**THE EXERCISE:**
Write each line out again exactly as written.
─── RECORDED DATA ───
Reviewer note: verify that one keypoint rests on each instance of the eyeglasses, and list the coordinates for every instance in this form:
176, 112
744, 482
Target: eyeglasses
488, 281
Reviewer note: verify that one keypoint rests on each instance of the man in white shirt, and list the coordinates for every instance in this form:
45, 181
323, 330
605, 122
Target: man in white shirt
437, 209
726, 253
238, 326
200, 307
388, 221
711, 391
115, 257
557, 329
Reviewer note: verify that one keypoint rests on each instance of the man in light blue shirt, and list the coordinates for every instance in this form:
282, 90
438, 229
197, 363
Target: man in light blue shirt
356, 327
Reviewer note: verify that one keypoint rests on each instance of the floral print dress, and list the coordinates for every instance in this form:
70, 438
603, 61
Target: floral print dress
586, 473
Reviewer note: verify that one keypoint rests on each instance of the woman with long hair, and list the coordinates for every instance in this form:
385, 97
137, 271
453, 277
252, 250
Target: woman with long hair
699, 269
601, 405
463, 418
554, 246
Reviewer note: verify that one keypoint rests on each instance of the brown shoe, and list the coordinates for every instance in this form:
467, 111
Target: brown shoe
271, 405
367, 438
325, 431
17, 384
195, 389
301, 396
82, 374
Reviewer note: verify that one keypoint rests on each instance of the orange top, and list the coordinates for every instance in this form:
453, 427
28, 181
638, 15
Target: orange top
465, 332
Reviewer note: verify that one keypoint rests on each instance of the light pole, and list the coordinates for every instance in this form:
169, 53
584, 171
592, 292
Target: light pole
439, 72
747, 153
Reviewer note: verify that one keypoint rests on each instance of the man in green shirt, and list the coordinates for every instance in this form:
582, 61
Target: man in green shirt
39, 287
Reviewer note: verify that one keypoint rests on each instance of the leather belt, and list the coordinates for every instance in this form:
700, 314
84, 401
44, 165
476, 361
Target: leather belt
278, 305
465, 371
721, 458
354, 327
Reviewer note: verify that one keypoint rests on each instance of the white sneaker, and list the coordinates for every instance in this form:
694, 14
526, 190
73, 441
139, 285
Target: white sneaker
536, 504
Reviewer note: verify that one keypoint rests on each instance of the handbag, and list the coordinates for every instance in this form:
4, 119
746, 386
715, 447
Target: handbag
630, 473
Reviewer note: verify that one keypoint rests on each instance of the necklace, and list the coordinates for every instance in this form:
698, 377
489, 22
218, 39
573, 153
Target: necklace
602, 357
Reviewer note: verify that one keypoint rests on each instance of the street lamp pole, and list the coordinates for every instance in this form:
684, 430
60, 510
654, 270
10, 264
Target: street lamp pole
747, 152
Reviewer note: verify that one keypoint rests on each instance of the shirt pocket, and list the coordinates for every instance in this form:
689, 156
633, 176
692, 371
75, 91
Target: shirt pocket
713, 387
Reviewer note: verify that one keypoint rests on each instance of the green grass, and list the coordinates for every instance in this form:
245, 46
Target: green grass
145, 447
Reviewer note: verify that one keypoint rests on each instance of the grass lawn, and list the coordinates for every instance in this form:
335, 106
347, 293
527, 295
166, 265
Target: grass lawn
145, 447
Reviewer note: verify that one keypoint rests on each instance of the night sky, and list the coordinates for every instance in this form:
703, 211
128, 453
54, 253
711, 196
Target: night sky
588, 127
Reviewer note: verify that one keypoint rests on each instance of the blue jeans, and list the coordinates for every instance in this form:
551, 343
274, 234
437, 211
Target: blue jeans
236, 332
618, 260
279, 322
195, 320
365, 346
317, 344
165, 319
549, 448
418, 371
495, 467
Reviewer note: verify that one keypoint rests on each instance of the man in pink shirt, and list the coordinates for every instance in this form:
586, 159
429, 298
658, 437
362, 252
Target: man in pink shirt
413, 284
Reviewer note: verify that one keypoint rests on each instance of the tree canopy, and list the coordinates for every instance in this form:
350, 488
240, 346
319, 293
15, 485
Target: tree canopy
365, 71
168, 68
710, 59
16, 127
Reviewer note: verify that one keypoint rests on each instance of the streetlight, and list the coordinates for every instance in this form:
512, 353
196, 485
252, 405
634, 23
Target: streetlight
───
**OUTPUT OF THE TASK:**
Reviewer note: verify that one keypoint rests on each instance of the eyeglasses, and list the coordinates for every instance in this form:
176, 112
744, 482
Target: eyeglasses
488, 281
Reviewer note: verify that one keypoint rests on each instance of the man in white shirt, and list the coordinates for every instance in this form:
45, 181
323, 330
605, 122
Target: man in white shirt
437, 209
726, 253
238, 326
200, 307
388, 221
711, 391
115, 257
557, 329
Reviewer note: verify that one keypoint rests on each instance of the man in light blue shirt, and list the coordinates for every instance in this form:
282, 90
438, 229
197, 363
Target: man in light blue shirt
356, 327
Reviewer note: verify that one keypoint rests on each instance of the floral print dress, and list the coordinates for every instance in this form:
70, 438
603, 61
Target: floral print dress
586, 473
Reviewer note: verify that one keypoint rests on each instance of the woman with long hair, and list the coordinates for every instance in this form:
385, 97
137, 271
453, 277
252, 250
Target: woman with long hair
699, 269
601, 405
463, 418
554, 246
Reviewer note: verify that one keypoint rests on each instance of the brown shoe, and list the coordinates for every instance in this form:
467, 111
Target: brown shoe
271, 405
367, 438
325, 431
17, 384
195, 389
301, 396
82, 374
Reviewer note: verify that one keypoint rests on each instance of the orange top, and list the coordinates for every instance in this form:
453, 427
28, 181
638, 15
Target: orange top
465, 332
Reviewer note: verify that one keypoint rests on each instance of the light pole, and list the coordinates for every instance in this form:
169, 53
584, 171
592, 292
Target: light pole
439, 72
747, 153
Reviewer note: verify that one keypoint rests on each instance of the man in green shirt, and list the coordinates for every instance in this form:
582, 61
Target: man in green shirt
39, 287
Reviewer note: verify that one keypoint rests on each instance of the leather belt, and list the coordinates for every instance in this form:
700, 314
84, 401
44, 165
476, 361
Target: leather belt
278, 305
465, 371
721, 458
354, 327
Reviewer note: verify that one keypoint rests on each instance of the white sneaker, and list the coordinates for every instance in this form:
694, 14
526, 190
73, 441
139, 285
Target: white sneaker
536, 504
Reviewer note: verify that one keypoint rests on each instance of the handbag, and list the coordinates for every instance in this form:
4, 119
746, 386
715, 447
Target: handbag
630, 473
Reviewer note: verify that one keypoint rests on each instance of the necklace, and list the coordinates for every instance in this form:
698, 377
489, 22
218, 39
573, 153
Target: necklace
602, 357
Reviewer note: verify that one keypoint rests on each instance of the street lamp pole, and list the coordinates for every instance in this form:
684, 430
60, 510
654, 270
10, 264
Target: street lamp pole
747, 152
Reviewer note: verify that one keypoint rests on each instance of the shirt pocket, and list the coordinates for every instance in this form:
689, 156
633, 176
692, 371
75, 91
Target: shirt pocket
713, 387
Reviewer note: verify that one keypoint rests on each instance of the green grass, and list the coordinates for every instance in this form:
245, 46
Target: green grass
145, 447
Reviewer note: verify that one keypoint rests on each instance of the grass lawn, and list the coordinates for every instance in this form:
335, 106
347, 293
527, 295
166, 265
Target: grass lawn
145, 447
Reviewer note: verify that one keypoint rests on each instance of the night sky, and list the coordinates for every instance in this form:
703, 211
128, 453
54, 253
711, 196
Target: night sky
588, 127
Reviewer note: verify that one keypoint rests on each instance of the blue jeans, and list the coordinates for every instance in this form:
551, 343
274, 234
437, 211
Target: blue jeans
236, 332
618, 260
279, 322
195, 320
365, 346
317, 344
165, 319
549, 448
418, 371
495, 467
Reviewer note: verify that one keypoint rests on each instance of the man in pink shirt, and list the coordinates for every instance in this form:
586, 159
429, 298
658, 437
362, 252
Target: man in pink shirt
413, 284
Reviewer note: verify that one keypoint rests on each instance of the tree canopy, and list the coordinates for every instance in this form:
350, 488
240, 346
319, 293
15, 485
Target: tree canopy
365, 71
168, 68
710, 59
16, 127
Reviewer note: verify that one keypoint rests on each instance of the streetlight, and list the coordinates for every instance in this form:
512, 353
196, 485
252, 405
634, 23
Target: streetlight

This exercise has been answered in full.